▶ Challenge
How many lines of the material below contain the word "white"? Count only matches with the same case, and reply with the number alone.

▶ Source material
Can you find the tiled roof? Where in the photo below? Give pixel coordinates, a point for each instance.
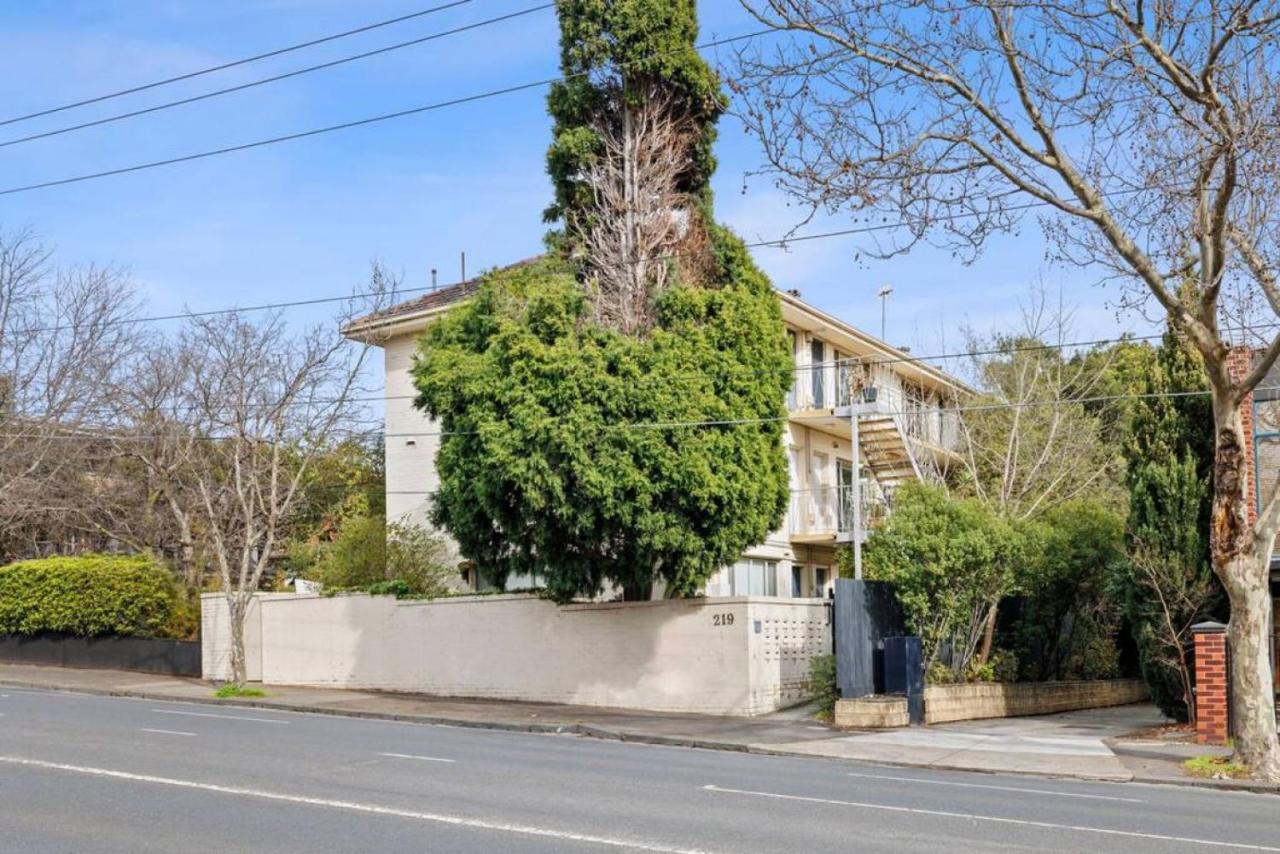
(437, 298)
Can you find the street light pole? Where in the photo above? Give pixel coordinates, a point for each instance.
(858, 491)
(883, 295)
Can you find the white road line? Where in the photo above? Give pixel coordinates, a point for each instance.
(978, 785)
(410, 756)
(997, 820)
(439, 818)
(225, 717)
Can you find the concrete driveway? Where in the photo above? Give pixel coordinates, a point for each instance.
(1069, 744)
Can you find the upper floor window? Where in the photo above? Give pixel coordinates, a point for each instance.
(817, 371)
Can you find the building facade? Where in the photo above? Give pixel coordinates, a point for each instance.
(903, 407)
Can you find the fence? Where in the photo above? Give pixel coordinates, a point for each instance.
(142, 654)
(722, 656)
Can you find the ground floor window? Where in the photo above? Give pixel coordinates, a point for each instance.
(754, 578)
(819, 581)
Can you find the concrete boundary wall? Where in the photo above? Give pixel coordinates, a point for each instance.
(725, 656)
(969, 702)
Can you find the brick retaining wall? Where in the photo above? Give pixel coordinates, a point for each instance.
(969, 702)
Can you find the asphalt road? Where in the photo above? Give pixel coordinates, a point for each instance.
(90, 773)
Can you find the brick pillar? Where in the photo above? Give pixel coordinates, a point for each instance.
(1212, 725)
(1239, 362)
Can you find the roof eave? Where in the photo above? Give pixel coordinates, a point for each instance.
(896, 354)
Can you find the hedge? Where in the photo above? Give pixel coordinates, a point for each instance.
(90, 594)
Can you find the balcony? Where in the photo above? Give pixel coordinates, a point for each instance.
(826, 514)
(823, 393)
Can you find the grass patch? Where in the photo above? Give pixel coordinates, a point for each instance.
(1215, 768)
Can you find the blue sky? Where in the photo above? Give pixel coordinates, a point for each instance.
(304, 219)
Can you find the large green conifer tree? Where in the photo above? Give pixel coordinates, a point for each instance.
(590, 456)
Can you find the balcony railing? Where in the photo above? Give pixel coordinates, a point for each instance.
(841, 383)
(830, 510)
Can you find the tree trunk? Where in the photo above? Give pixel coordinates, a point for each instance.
(988, 635)
(237, 608)
(1243, 570)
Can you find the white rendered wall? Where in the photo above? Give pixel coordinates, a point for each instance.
(709, 656)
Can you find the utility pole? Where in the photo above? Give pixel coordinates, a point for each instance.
(883, 296)
(854, 418)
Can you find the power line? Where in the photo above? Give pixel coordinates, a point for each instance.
(298, 72)
(704, 423)
(356, 123)
(757, 371)
(781, 242)
(234, 63)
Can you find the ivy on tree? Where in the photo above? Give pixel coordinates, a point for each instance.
(574, 451)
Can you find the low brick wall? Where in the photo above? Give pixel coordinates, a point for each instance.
(871, 713)
(970, 702)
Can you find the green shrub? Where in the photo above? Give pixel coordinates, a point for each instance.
(1001, 667)
(822, 680)
(90, 594)
(369, 555)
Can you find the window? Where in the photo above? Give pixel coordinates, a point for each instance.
(791, 392)
(816, 371)
(754, 578)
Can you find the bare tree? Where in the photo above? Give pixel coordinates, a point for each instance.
(261, 405)
(64, 336)
(1146, 135)
(639, 215)
(152, 506)
(1029, 441)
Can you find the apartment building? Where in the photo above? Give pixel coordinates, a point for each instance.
(906, 429)
(903, 409)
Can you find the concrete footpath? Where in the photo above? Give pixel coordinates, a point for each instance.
(1080, 744)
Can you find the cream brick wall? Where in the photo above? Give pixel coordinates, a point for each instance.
(410, 459)
(709, 656)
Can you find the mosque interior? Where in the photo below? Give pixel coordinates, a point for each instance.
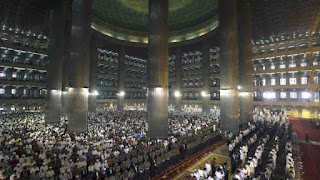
(159, 89)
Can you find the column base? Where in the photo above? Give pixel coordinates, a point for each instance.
(229, 110)
(120, 103)
(205, 105)
(246, 107)
(53, 107)
(77, 108)
(92, 103)
(157, 113)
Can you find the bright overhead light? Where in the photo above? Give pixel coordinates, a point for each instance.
(177, 94)
(121, 93)
(306, 95)
(95, 93)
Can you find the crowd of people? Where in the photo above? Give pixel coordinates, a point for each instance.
(211, 171)
(261, 163)
(290, 172)
(115, 146)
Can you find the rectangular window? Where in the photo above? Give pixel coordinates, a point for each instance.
(304, 80)
(254, 68)
(303, 64)
(269, 95)
(293, 95)
(293, 81)
(282, 66)
(283, 95)
(264, 82)
(292, 65)
(2, 74)
(316, 96)
(272, 66)
(283, 81)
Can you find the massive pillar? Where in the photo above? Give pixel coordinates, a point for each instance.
(158, 70)
(78, 90)
(55, 55)
(66, 60)
(229, 101)
(121, 79)
(93, 76)
(178, 85)
(205, 78)
(245, 61)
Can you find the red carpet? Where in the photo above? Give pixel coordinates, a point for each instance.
(311, 161)
(301, 126)
(310, 154)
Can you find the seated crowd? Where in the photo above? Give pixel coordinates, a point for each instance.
(115, 146)
(262, 153)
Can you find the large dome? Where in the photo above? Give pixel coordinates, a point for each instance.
(128, 19)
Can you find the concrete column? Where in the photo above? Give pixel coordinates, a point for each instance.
(178, 86)
(299, 112)
(275, 46)
(121, 79)
(229, 69)
(79, 66)
(298, 77)
(277, 77)
(66, 60)
(206, 78)
(297, 43)
(55, 55)
(158, 69)
(93, 76)
(310, 78)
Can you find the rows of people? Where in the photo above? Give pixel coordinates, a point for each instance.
(211, 171)
(290, 172)
(115, 146)
(234, 141)
(263, 163)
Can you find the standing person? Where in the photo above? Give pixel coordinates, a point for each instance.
(208, 168)
(225, 170)
(213, 166)
(306, 136)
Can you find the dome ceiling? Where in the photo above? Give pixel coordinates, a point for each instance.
(128, 19)
(133, 14)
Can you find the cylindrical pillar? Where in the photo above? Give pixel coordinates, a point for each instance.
(66, 60)
(158, 69)
(205, 77)
(93, 76)
(78, 91)
(55, 55)
(178, 85)
(121, 79)
(245, 62)
(229, 70)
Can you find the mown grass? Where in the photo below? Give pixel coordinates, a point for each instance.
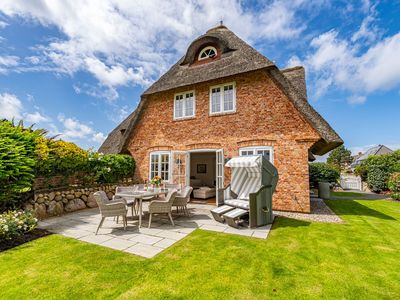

▶ Solution for this exercise
2